** Task brief **
This task is to restate all of the entries exactly.

** Stored data entries **
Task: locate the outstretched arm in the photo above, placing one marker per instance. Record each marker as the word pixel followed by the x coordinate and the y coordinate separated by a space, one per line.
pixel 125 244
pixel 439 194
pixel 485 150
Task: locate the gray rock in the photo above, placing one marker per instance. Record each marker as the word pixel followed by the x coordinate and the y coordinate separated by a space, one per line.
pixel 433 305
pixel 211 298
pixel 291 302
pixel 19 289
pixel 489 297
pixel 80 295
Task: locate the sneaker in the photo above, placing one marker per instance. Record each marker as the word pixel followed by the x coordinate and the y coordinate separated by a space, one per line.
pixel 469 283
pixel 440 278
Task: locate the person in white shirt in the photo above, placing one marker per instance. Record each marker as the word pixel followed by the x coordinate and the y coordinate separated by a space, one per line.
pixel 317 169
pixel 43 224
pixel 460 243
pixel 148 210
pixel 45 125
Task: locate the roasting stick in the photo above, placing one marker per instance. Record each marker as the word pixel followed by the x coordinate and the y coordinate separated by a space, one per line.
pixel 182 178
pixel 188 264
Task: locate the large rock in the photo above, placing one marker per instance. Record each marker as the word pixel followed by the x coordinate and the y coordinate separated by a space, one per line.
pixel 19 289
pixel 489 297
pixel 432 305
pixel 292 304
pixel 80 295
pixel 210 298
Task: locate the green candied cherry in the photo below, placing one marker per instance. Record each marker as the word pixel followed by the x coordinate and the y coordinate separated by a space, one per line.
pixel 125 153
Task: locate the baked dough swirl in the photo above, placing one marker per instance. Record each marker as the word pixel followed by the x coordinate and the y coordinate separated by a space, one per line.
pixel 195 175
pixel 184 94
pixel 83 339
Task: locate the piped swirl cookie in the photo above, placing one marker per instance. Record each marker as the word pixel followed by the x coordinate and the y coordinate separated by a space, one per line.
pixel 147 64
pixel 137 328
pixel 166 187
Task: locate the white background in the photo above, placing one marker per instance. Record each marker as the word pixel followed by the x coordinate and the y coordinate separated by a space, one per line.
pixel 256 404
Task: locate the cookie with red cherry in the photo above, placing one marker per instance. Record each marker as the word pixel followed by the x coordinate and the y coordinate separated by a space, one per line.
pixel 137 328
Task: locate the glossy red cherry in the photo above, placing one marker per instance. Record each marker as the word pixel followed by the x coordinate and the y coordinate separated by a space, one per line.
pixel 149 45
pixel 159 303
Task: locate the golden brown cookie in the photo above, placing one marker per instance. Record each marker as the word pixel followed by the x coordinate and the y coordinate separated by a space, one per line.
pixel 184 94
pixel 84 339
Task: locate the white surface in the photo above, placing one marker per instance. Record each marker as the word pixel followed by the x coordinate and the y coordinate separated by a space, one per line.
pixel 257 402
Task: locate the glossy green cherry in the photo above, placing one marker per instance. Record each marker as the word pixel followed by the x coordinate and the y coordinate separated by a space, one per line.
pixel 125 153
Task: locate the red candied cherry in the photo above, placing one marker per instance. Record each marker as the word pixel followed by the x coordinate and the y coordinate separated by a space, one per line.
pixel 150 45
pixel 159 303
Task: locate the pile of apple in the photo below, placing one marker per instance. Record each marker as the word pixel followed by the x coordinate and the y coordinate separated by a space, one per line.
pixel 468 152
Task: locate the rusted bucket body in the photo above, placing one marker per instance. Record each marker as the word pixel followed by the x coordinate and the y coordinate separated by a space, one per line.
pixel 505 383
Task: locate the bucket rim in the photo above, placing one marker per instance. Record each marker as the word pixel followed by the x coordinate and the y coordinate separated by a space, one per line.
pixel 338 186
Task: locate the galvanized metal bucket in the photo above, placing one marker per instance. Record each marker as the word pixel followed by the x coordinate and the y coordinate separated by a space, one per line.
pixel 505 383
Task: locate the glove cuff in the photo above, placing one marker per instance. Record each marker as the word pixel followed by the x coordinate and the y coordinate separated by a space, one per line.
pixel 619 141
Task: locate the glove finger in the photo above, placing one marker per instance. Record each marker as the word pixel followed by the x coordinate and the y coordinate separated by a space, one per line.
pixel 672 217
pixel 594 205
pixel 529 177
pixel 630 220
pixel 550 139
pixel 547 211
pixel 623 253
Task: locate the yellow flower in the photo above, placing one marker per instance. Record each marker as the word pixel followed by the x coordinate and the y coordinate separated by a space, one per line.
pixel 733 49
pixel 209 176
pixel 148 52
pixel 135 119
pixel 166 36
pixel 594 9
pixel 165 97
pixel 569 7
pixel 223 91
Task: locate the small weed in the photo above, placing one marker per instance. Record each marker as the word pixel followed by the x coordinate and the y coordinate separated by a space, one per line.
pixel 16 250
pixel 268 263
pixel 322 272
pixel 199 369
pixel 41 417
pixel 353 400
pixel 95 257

** Response below **
Task: locate the outstretched arm in the photo above, placing one marker per instance. Record each marker as the word pixel followed by the x coordinate and the y coordinate separated by a space, one per line.
pixel 125 244
pixel 439 194
pixel 485 150
Task: locate the gray rock in the photo above, placing one marker per instance. Record each marker as the word pixel followed by the x coordinate and the y coordinate separated by a space, one per line.
pixel 433 305
pixel 211 298
pixel 291 302
pixel 19 289
pixel 489 297
pixel 80 295
Task: locate the sneaker in the photo above, placing one marker per instance. Record each marker as the word pixel followed by the x coordinate and the y coordinate separated by a space, one per line.
pixel 469 283
pixel 440 278
Task: locate the person in white shirt in the photo above, placing one marker per instance. Record each marker as the word pixel followed by the x coordinate and the y coordinate separated by a space, one per line.
pixel 317 169
pixel 43 224
pixel 460 243
pixel 148 210
pixel 45 125
Task: locate the roasting stick in the photo above, placing one marker per instance. Record each marker as the word pixel followed by the x coordinate and the y coordinate separated by a space, one per line.
pixel 182 178
pixel 188 264
Task: locate the large rock in the photo above, placing one marker per instance. Record each marker as the word pixel followed by the x coordinate and the y coordinate separated by a space, one per line.
pixel 19 289
pixel 489 297
pixel 432 305
pixel 292 304
pixel 80 295
pixel 210 298
Task: locate the green candied cherry in the photo below, placing one marker per instance. Record each marker as the word pixel followed by the x coordinate and the y coordinate separated by a space, one per line.
pixel 125 153
Task: locate the baked dough swirl in the photo above, placing one marker per instance. Record each marker as the word pixel followed by the x coordinate and the y coordinate separated by a space, one per line.
pixel 195 175
pixel 184 94
pixel 83 339
Task: locate the piped swirl cookie in the photo above, placing one marker per instance. Record each marker as the word pixel followed by the x coordinate and the y coordinate separated by a space, one per line.
pixel 147 64
pixel 137 328
pixel 166 187
Task: locate the white background in the photo above, placing one marker per instance. Record each marker as the word pixel followed by the x coordinate and the y coordinate separated by a space, one per line.
pixel 256 404
Task: locate the cookie with red cherry in the photo above, placing one marker per instance. Record each marker as the word pixel followed by the x coordinate and the y coordinate separated by a space, one per line.
pixel 137 328
Task: locate the glossy red cherry in the photo above, placing one marker per instance. Record each marker as the word pixel followed by the x coordinate and the y coordinate separated by a space, one per line.
pixel 149 45
pixel 159 303
Task: locate the golden brown cookie in the photo above, placing one marker per instance. Record each marker as the word pixel followed by the x coordinate and the y coordinate separated by a space, one per line.
pixel 184 94
pixel 84 339
Task: locate the white surface in the photo above, placing one marker per instance. Record each marker as the word pixel followed by the x coordinate and the y coordinate separated by a space, one per line.
pixel 257 402
Task: locate the glossy green cherry in the photo above, placing one marker per instance. Record each marker as the word pixel followed by the x coordinate and the y coordinate separated by a space, one per line.
pixel 125 153
Task: locate the red candied cherry in the photo above, placing one marker per instance. Record each marker as the word pixel followed by the x coordinate and the y coordinate separated by a space, one per line.
pixel 150 45
pixel 159 303
Task: locate the pile of apple in the photo below, placing one marker per instance. Record each marker as the word pixel followed by the x coordinate and the y coordinate separated by a space, one per line.
pixel 468 152
Task: locate the rusted bucket body in the photo above, placing one marker per instance. Record each marker as the word pixel followed by the x coordinate and the y coordinate separated by a space, one per line.
pixel 505 383
Task: locate the bucket rim in the photo above, placing one marker per instance. Record each marker as the word pixel followed by the x coordinate and the y coordinate separated by a space, one per line.
pixel 338 186
Task: locate the galvanized metal bucket in the photo above, placing one marker per instance. Record each marker as the word pixel followed by the x coordinate and the y coordinate separated by a space, one per line.
pixel 505 383
Task: locate the glove cuff in the photo above, placing one marker per instance. Record each marker as the word pixel followed by the x coordinate and the y coordinate separated by a space, one per line.
pixel 619 141
Task: locate the glove finger in the photo above, placing one marker per instance. Record each marker as the word pixel followed by the x coordinate and the y coordinate separated by a space, one per line.
pixel 672 217
pixel 594 205
pixel 529 177
pixel 630 220
pixel 550 139
pixel 547 211
pixel 623 253
Task: locate the yellow flower in the photo above, placing one marker per instance. Record each marker as the word pixel followed by the x coordinate and the y coordinate separated by a space, one per line.
pixel 733 49
pixel 209 176
pixel 148 52
pixel 135 119
pixel 166 36
pixel 594 9
pixel 165 97
pixel 569 7
pixel 223 91
Task: locate the small weed in the photo above, placing one marker per instance. Record each marker as the word pixel followed by the x coordinate and the y coordinate separated by a space, one per line.
pixel 16 250
pixel 268 263
pixel 322 272
pixel 199 369
pixel 41 417
pixel 353 400
pixel 95 257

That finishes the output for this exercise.